Below are the records. Restate word for word every line from the one that contains "left=32, top=301, right=860, bottom=618" through the final line, both included.
※ ※ ※
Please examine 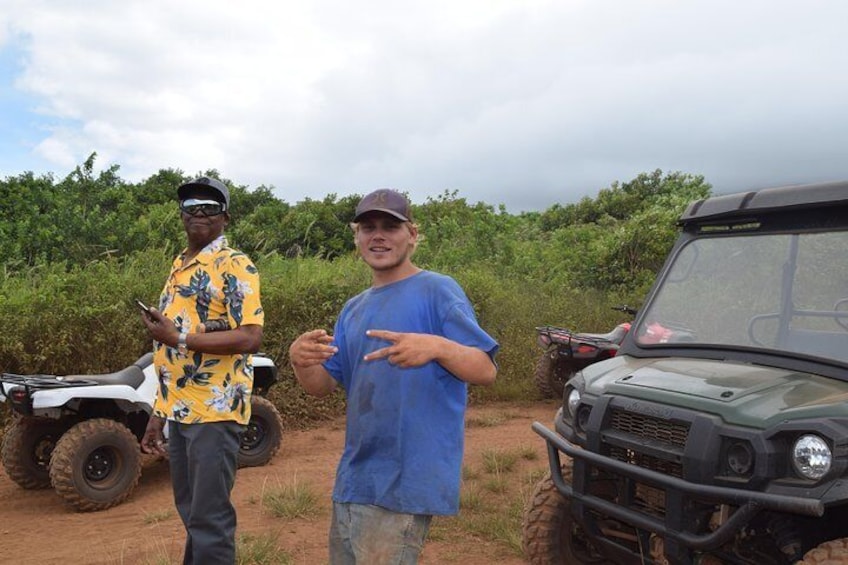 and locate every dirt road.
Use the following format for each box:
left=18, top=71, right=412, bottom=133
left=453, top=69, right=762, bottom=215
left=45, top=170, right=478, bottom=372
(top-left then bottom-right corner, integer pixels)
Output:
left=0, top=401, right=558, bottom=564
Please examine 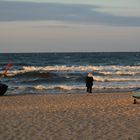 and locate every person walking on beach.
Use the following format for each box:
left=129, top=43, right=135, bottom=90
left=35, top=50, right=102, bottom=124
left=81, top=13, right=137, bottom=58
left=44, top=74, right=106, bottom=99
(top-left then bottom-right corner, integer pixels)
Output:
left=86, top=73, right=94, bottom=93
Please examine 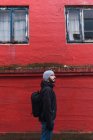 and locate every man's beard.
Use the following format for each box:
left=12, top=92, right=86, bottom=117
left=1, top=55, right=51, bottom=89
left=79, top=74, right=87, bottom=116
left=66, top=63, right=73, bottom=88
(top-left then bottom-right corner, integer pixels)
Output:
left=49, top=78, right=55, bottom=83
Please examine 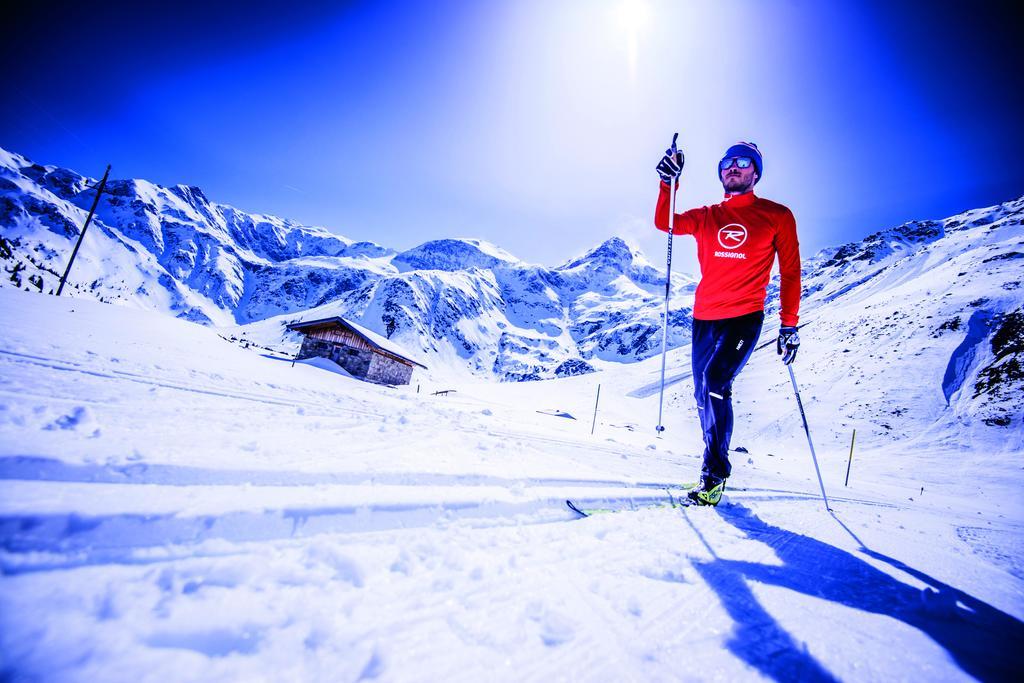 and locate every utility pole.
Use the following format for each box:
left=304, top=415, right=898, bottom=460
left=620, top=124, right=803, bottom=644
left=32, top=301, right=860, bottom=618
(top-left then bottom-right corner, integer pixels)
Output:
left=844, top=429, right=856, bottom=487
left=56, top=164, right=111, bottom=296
※ ※ ※
=== Exercise answer ===
left=32, top=301, right=860, bottom=618
(top-left then bottom-right corner, integer pixels)
Output:
left=844, top=429, right=856, bottom=487
left=56, top=164, right=111, bottom=296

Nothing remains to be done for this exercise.